◆ CONSIGNE A
Relevez toutes les lignes du listing ci-dessous où figure le mot "polygon".

◆ TEXTE SOURCE

- - - - -

Il va très vite Baricco, faut suivre, et se laisser aller sans préjugés sans certitudes et sans modèle de raisonnement, comment il faut faire ceci et cela. le savoir tombe à l'eau rapidement, et on l'y laisse pour qu'il se rafraîchisse le ciboulot.
Au début, c'est la pension Almayer, "posée sur la corniche ultime du monde", des personnes s'y rencontrent, des histoires de vies, rendez-vous des pièces d'un puzzle en train de créer des liens surprenants, venus de loin : un professeur qui écrit des lettres à la femme qu'il aimera, et une Encyclopédie des limites, une femme venue pour guérir d'adultère, un peintre qui veut faire le portrait de la mer et cherche ses yeux, Elisewin, seize ans, "une petite fille trop fragile pour vivre et trop vivante pour mourir", des personnages qui cherchent un début ou une fin, un retour des souvenirs, où "la réalité s'évapore et tout se transforme en mémoire", des naufragés de la vie cherchant à s'y accrocher... et la mer, et les vagues "continuelle alternance de création et de destruction".

- - - - -

◆ LISTING FOURNI
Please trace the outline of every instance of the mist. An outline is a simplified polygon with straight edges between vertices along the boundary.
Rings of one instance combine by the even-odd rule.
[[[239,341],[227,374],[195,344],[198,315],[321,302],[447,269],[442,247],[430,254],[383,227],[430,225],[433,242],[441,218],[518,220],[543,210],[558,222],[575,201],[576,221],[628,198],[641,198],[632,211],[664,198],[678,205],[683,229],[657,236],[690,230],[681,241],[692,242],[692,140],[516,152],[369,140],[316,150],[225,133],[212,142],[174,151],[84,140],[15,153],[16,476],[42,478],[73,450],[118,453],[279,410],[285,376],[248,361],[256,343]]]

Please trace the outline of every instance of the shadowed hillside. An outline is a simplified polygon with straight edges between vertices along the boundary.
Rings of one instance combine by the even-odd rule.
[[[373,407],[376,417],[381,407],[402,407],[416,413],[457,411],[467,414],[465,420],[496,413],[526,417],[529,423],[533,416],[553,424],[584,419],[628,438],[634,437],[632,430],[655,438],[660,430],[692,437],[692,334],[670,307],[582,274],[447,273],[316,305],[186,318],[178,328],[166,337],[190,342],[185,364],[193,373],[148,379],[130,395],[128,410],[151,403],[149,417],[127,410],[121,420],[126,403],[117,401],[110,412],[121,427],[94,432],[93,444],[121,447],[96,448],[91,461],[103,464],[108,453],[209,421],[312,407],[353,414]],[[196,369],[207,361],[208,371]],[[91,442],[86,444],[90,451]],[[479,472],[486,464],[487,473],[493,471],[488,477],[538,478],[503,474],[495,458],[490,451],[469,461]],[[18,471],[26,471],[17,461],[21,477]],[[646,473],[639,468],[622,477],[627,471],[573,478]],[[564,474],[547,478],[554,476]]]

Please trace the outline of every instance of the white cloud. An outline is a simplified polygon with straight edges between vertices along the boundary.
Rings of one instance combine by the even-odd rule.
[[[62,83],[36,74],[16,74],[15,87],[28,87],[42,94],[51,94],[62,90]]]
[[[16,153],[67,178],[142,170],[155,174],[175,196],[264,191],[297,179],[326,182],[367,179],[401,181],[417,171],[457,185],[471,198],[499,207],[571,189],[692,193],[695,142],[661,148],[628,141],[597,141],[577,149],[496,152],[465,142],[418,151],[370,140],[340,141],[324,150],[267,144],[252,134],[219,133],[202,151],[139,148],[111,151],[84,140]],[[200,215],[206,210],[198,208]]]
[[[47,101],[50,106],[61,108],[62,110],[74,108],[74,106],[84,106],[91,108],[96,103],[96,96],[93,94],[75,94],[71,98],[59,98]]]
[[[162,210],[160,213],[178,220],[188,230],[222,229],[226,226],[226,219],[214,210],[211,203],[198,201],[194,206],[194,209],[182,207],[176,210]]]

- - - - -

◆ CONSIGNE B
Réécrivez mot pour mot l'ensemble du texte sur Baricco donné plus haut.

◆ RÉPONSE COMPLÈTE A
Please trace the outline of every instance of the mist. An outline is a simplified polygon with straight edges between vertices along the boundary.
Please trace the outline of every instance of the shadowed hillside. An outline is a simplified polygon with straight edges between vertices along the boundary.
Please trace the outline of every instance of the white cloud. An outline is a simplified polygon with straight edges between vertices along the boundary.

◆ RÉPONSE COMPLÈTE B
Il va très vite Baricco, faut suivre, et se laisser aller sans préjugés sans certitudes et sans modèle de raisonnement, comment il faut faire ceci et cela. le savoir tombe à l'eau rapidement, et on l'y laisse pour qu'il se rafraîchisse le ciboulot.
Au début, c'est la pension Almayer, "posée sur la corniche ultime du monde", des personnes s'y rencontrent, des histoires de vies, rendez-vous des pièces d'un puzzle en train de créer des liens surprenants, venus de loin : un professeur qui écrit des lettres à la femme qu'il aimera, et une Encyclopédie des limites, une femme venue pour guérir d'adultère, un peintre qui veut faire le portrait de la mer et cherche ses yeux, Elisewin, seize ans, "une petite fille trop fragile pour vivre et trop vivante pour mourir", des personnages qui cherchent un début ou une fin, un retour des souvenirs, où "la réalité s'évapore et tout se transforme en mémoire", des naufragés de la vie cherchant à s'y accrocher... et la mer, et les vagues "continuelle alternance de création et de destruction".